### AVAILABLE DATA

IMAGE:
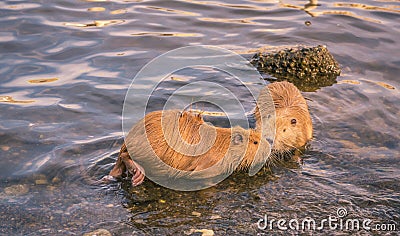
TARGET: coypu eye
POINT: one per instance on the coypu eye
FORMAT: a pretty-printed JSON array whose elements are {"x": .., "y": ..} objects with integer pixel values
[{"x": 237, "y": 139}]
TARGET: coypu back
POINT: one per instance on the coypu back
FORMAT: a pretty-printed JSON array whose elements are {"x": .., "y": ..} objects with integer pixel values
[
  {"x": 175, "y": 138},
  {"x": 292, "y": 119}
]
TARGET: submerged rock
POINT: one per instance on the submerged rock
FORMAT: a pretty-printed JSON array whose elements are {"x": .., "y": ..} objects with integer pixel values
[
  {"x": 16, "y": 190},
  {"x": 98, "y": 232},
  {"x": 309, "y": 68}
]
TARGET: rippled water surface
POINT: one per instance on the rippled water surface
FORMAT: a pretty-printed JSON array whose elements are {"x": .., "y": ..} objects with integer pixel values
[{"x": 65, "y": 67}]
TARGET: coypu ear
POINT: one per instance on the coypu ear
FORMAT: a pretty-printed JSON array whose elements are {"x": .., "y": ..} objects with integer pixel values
[{"x": 237, "y": 138}]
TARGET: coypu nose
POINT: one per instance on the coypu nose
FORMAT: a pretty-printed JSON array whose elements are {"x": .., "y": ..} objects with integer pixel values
[{"x": 270, "y": 141}]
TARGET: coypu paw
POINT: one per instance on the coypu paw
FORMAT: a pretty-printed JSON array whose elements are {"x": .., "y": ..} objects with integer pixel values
[
  {"x": 135, "y": 169},
  {"x": 138, "y": 177},
  {"x": 108, "y": 179}
]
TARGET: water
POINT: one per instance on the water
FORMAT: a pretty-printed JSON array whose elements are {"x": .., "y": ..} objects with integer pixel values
[{"x": 65, "y": 67}]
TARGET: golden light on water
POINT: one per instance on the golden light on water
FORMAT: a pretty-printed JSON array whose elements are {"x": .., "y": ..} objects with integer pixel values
[
  {"x": 9, "y": 99},
  {"x": 39, "y": 81}
]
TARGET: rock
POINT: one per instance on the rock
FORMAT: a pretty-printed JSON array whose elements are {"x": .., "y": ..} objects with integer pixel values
[
  {"x": 98, "y": 232},
  {"x": 16, "y": 190},
  {"x": 309, "y": 68}
]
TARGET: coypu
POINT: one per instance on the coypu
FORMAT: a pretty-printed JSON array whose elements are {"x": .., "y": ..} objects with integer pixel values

######

EXERCISE DETAILS → Precisely the lines between those holding "POINT: one per instance on the rippled" and "POINT: one per instance on the coypu nose", inclusive, are to be reproduced from the listing above, with nothing added.

OUTPUT FOR THIS EXERCISE →
POINT: one per instance on the rippled water surface
FORMAT: a pretty-printed JSON array whose elements are {"x": .., "y": ..} objects with integer pixel values
[{"x": 65, "y": 67}]
TARGET: coypu ear
POINT: one per instance on the coypu ear
FORMAT: a pretty-printed JSON array whose elements are {"x": .., "y": ..} objects with integer pixel values
[{"x": 237, "y": 138}]
TARGET: coypu nose
POINT: one per instance on the coypu nose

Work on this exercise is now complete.